*BRIEF:* Repeat word for word the passage of the SQL walkthrough below, starting at "Objective of learning: notice" and ending at "the final result?".

*EXTRACT:*
----------
Grouping the joined $\text{IsEnrolled} \bowtie \text{Course}$ table by instructor and counting distinct students per group:
| instructor | students |
|---|---|
| Tobias Dürschmid | 1 |
| Remy Wang | 2 |
| David Smallberg | 0 |
Worked Example 1 — fully worked: “Names of students who have taken 35L”
Objective of learning: see how the four operations compose into a complete query.
Decomposition. Ask, in order: which tables hold the needed information? (Student for the name, IsEnrolled for the course link.) What is the join condition? (match on uid.) What rows do we want? (those with course_id = '35L'.) What do we want in the output? (just the name.)
Plan:
- Join $\text{Student} \bowtie \text{IsEnrolled}$ on
uid— one row per (student, enrollment) pair. - Select the rows where
course_id = '35L'— keep only 35L enrollments. - Project onto
name— drop every column but the student’s name.
Relational-algebra form:
\[\Pi_{\text{name}}(\sigma_{\text{course}\_\text{id}=\text{35L}}(\text{Student} \bowtie \text{IsEnrolled}))\]In SQL:
SELECT S.name -- Projection: "Give me the names"
FROM Student AS S
JOIN IsEnrolled AS E ON S.uid = E.uid -- Join: link students to enrollments
WHERE E.course_id = '35L'; -- Selection: "who have taken 35L"
Notice how each SQL clause corresponds to one operation: SELECT is projection, FROM ... JOIN is join, WHERE is selection.
Worked Example 2 — partially worked: “Count all students who have taken a course with Remy Wang”
Objective of learning: notice that adding an aggregate (COUNT DISTINCT) is a fifth step on top of the same three-operation skeleton.
Your turn (before reading on). Given the tables, which two tables must be joined? Which rows should be filtered out? Which columns should appear in the final result?
Decomposition. We need to count distinct students (not enrollments — a student who took two of Remy’s courses still counts once) whose enrollment links them to a course whose instructor is Remy Wang.
- Join $\text{IsEnrolled} \bowtie \text{Course}$ on
(course_id, quarter) = (id, quarter). - Select rows where
instructor = 'Remy Wang'. - Project onto
uid(distinct). - Aggregate with
COUNT(DISTINCT uid).
In SQL:
SELECT COUNT(DISTINCT E.uid) AS student_count
FROM IsEnrolled AS E
JOIN Course AS C
ON E.course_id = C.id
AND E.quarter = C.quarter
WHERE C.instructor = 'Remy Wang';
Why DISTINCT? If a student took two different courses with Remy Wang, they appear on two rows of the joined table. COUNT(E.uid) would double-count them; COUNT(DISTINCT E.uid) counts each student once.
----------
Object outline annotations

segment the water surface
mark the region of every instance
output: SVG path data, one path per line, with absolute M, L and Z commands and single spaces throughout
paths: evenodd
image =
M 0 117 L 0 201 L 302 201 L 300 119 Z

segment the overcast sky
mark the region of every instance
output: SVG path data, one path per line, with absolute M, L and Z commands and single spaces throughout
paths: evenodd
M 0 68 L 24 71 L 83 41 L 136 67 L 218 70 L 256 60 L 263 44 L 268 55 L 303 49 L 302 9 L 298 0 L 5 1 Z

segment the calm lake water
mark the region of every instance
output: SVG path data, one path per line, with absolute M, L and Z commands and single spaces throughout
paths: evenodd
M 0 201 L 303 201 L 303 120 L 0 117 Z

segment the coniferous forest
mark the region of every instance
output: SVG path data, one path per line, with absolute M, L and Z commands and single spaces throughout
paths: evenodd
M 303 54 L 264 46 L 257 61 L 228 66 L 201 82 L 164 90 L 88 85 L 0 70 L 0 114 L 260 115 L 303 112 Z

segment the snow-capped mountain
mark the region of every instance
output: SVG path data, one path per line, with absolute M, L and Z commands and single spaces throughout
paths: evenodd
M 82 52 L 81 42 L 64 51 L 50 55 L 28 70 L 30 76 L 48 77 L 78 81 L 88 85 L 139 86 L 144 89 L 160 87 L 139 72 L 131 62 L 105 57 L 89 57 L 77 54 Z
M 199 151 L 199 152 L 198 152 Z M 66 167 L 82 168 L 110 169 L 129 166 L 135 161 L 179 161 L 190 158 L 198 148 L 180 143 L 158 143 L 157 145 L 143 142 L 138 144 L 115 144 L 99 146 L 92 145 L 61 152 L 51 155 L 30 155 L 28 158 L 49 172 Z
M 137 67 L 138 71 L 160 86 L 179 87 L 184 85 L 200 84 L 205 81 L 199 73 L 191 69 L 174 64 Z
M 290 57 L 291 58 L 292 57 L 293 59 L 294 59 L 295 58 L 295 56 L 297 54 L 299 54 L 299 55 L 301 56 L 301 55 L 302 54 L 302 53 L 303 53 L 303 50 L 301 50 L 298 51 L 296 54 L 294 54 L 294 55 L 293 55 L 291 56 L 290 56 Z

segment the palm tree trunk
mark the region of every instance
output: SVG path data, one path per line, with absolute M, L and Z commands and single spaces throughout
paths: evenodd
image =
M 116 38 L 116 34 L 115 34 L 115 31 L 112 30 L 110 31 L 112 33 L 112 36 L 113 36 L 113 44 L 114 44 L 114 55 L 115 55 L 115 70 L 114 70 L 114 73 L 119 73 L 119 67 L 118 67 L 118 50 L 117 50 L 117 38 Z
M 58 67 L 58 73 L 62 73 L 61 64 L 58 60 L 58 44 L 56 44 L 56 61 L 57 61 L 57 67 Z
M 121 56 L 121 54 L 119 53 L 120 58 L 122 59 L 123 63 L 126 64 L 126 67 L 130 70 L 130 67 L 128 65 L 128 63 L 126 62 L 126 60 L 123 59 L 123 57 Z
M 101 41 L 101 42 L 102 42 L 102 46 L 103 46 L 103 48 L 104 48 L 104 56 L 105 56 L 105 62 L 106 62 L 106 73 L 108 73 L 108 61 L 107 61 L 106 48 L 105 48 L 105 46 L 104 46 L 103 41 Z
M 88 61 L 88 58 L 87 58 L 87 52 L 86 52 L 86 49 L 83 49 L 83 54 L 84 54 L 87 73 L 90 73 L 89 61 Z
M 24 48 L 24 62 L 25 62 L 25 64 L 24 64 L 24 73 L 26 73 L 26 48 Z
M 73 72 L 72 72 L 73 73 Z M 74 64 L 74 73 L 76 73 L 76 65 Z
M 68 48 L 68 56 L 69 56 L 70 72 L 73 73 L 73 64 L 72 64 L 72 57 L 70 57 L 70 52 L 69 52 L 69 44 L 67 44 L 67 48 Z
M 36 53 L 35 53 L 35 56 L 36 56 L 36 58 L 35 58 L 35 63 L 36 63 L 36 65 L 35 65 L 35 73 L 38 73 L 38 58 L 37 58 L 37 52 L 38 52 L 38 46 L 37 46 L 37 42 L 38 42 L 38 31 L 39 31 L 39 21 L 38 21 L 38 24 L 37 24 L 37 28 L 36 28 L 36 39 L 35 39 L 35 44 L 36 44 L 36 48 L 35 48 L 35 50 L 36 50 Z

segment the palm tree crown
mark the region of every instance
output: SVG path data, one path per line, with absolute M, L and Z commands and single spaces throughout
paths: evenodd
----------
*CORRECT ANSWER:*
Objective of learning: notice that adding an aggregate (COUNT DISTINCT) is a fifth step on top of the same three-operation skeleton.
Your turn (before reading on). Given the tables, which two tables must be joined? Which rows should be filtered out? Which columns should appear in the final result?